WORK TO COMPLETE - Can you reproduce each of the entries below word for word, without changing anything?

RECORDS SUPPLIED -
•••••

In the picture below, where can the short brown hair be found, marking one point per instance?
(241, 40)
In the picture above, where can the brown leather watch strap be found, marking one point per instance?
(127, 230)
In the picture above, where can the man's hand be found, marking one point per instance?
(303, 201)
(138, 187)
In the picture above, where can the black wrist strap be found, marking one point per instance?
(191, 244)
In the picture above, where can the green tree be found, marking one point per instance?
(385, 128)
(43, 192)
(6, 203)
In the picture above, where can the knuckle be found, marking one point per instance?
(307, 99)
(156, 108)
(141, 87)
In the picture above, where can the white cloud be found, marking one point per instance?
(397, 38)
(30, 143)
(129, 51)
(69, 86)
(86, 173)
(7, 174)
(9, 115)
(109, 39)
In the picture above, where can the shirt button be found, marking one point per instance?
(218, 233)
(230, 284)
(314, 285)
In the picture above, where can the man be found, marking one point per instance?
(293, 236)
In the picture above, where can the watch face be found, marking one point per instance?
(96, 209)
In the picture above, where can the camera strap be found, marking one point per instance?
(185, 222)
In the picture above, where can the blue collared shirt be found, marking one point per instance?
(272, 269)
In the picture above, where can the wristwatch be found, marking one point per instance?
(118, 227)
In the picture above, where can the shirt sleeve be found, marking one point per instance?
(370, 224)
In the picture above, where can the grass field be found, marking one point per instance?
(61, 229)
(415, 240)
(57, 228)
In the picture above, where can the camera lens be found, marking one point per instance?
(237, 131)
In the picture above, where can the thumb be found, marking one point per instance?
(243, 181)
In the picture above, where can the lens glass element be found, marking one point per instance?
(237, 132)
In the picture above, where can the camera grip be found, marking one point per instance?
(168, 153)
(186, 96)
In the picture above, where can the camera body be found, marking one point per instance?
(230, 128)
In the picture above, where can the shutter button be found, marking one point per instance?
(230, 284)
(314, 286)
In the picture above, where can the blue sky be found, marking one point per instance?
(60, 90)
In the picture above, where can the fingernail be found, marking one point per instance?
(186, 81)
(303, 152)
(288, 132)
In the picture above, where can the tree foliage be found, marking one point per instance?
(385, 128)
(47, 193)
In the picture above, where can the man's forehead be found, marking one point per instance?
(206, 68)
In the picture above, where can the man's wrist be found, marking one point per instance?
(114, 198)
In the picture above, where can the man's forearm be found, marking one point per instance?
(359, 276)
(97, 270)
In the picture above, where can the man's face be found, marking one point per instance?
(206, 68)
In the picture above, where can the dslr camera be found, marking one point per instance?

•••••

COMPLETE RESPONSE -
In the picture below, where can the short brown hair be found, marking one point per instance?
(241, 40)
In the picture above, where can the brown leather watch strap be found, marking one point per instance?
(127, 230)
In the picture above, where can the man's hand be found, marking one point per instance?
(303, 201)
(138, 187)
In the picture above, where can the black wrist strap be found, marking one point per instance?
(191, 244)
In the picture above, where can the green tree be found, marking one point per instance?
(385, 128)
(43, 192)
(6, 203)
In the picture above, where can the knuckle be found, marking one point per instance?
(307, 99)
(156, 108)
(141, 87)
In the picture above, where can the white cloud be found, marking one point per instance?
(397, 38)
(30, 143)
(129, 51)
(69, 86)
(86, 173)
(7, 174)
(9, 115)
(109, 39)
In the picture above, where can the shirt button be found, marking one point per instance?
(218, 233)
(230, 284)
(314, 285)
In the picture above, where can the man be found, marking one point per instance?
(293, 236)
In the picture above, where can the watch face be found, marking one point per instance?
(96, 209)
In the picture above, where can the camera strap be found, marking one point per instance?
(185, 222)
In the picture above, where can the blue collared shirt be found, marking one point per instance?
(272, 269)
In the picture above, where can the wristwatch be found, marking one point per instance?
(118, 227)
In the picture above, where can the shirt sleeve be found, marking one point per instance?
(370, 224)
In the picture above, where can the grass field be found, marking one point per instance?
(61, 229)
(415, 240)
(57, 228)
In the picture above, where can the camera lens be found, marking one point per instance?
(237, 131)
In the picture above, where can the thumb be found, marking one point per instance?
(243, 181)
In the picture above, where can the lens glass element be found, marking one point per instance?
(237, 132)
In the picture above, where can the camera grip be found, marking one point per instance?
(168, 153)
(186, 96)
In the picture above, where can the camera body be found, marking one point per instance?
(230, 128)
In the picture above, where can the shutter button be found, marking one point per instance?
(230, 284)
(314, 286)
In the picture above, where can the blue sky be found, marking one point per instance?
(60, 90)
In the picture above, where can the fingernail be found, marking one point per instance?
(186, 81)
(303, 152)
(288, 132)
In the picture above, where can the tree foliage be found, marking one point per instance?
(385, 128)
(47, 193)
In the picture above, where can the man's forehead be found, marking one point per instance?
(206, 68)
In the picture above, where can the man's wrist be found, marking one point per instance?
(114, 198)
In the picture above, where can the man's forearm be found, marking one point per instance?
(359, 276)
(97, 270)
In the picture above, where can the man's face be found, marking one point per instance?
(206, 68)
In the picture above, where can the dslr camera be found, marking one point per instance?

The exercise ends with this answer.